• [OBJETIVO DEL EJERCICIO] En el texto de abajo sobre recuerdos musicales de la infancia, ¿quién compuso la canción Dos Gardenias y en qué año?

• [FRAGMENTO DEL TEXTO]
- - -

La periodista Yamlek Mojica de la revista Niú me hizo a quemarropa una serie de preguntas sobre los gustos musicales de mi vida, que siento no pude absolver de la mejor manera. Frente a la metralla, que no deja lugar a meditaciones, y sobre todo si las respuestas además de instantáneas deben ser tan cortas como un twitt, uno no puede evitar pensar con posterioridad en lo que mejor pudo haber dicho. Es lo que pasa cuando alguien pierde una discusión, que luego imagina las contestaciones filosas y brillantes que hubieran enmudecido al adversario. Demasiado tarde.

Además, creo que la foto de Carlos Herrera, que es muy buena, no me favorece en el contexto. No parece que estoy diciendo que el Mambo No.5 de Dámaso Pérez Prado me transmite electricidad, como sigue siendo cierto aunque sea menguado para el baile, sino que más bien tengo aire de meditar sobre la filosofía de la existencia y la trascendencia del ser.

De manera que esta tarde tranquila del sábado, frente al silencioso verdor de mi ventana, me corrijo y aumento: cierto que la primera canción que recuerdo de mi infancia es Dos Gardenias, cantada en las victrolas por Daniel Santos. 

Me sigue pareciendo de una humilde poesía de imágenes certeras: que las dos gardenias se marchiten porque han adivinado la traición amorosa, es un acierto romántico. La compuso una mujer, la cubana Isolina Carrillo en 1945, y se la dio a cantar primero al que sería su marido, el barítono Guillermo Arronte. Tan imperecedera que hoy ha llegado hasta la voz de Diego El Cigala. 

Eran los pesados discos de pizarra de 33 RPM, antes de la aparición de las roconolas con los discos de vinilo de 45 RPM. En ellos estaba también la voz de Silvana Mangano que cantaba con voz ajena la samba El negro zumbón, sacada de la película Anna, de Alberto Lattuada, donde también la baila. De belleza perturbadora, se la llamaba simplemente “la Mangano”.

Pero también recuerdo de las victrolas el tango Tomo y obligo, en la voz de Carlos Gardel, cuya imagen relampagueaba en las imágenes en blanco y negro de la película Luces de Buenos Aires. Allí lo canta en un boliche rodeado de bebedores amanezqueros. En la oscuridad del cine Darío, que olía a orines y maní tostado, todo el mundo guardaba respetuoso silencio porque Gardel era un héroe popular. A un carpintero del pueblo, las uñas manchadas de maque, le decían Canejo gracias a la frase de ese tango: fuerza Canejo, sufra y no llore, que los hombres machos no deben llorar…

Había muy pocas victrolas en Masatepe, y una de ellas pertenecía a Remigio Sánchez Brenes, el padre de Roberto Sánchez Ramírez, el primero en aparecer con las novedades en el pueblo. Era una victrola portátil, que se guardaba en un estuche en forma de valijita.

- - -

Datos de localización espacial:
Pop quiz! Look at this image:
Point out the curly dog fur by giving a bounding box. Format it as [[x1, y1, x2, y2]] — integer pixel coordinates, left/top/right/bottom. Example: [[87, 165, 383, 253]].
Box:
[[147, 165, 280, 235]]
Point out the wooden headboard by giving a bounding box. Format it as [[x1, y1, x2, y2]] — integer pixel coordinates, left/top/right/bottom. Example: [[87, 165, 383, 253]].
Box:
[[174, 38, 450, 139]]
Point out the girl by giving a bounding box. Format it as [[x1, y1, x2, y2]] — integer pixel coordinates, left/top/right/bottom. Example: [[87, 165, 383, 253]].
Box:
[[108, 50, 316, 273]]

- - -

• [SOLUCIÓN] La compuso la cubana Isolina Carrillo en 1945.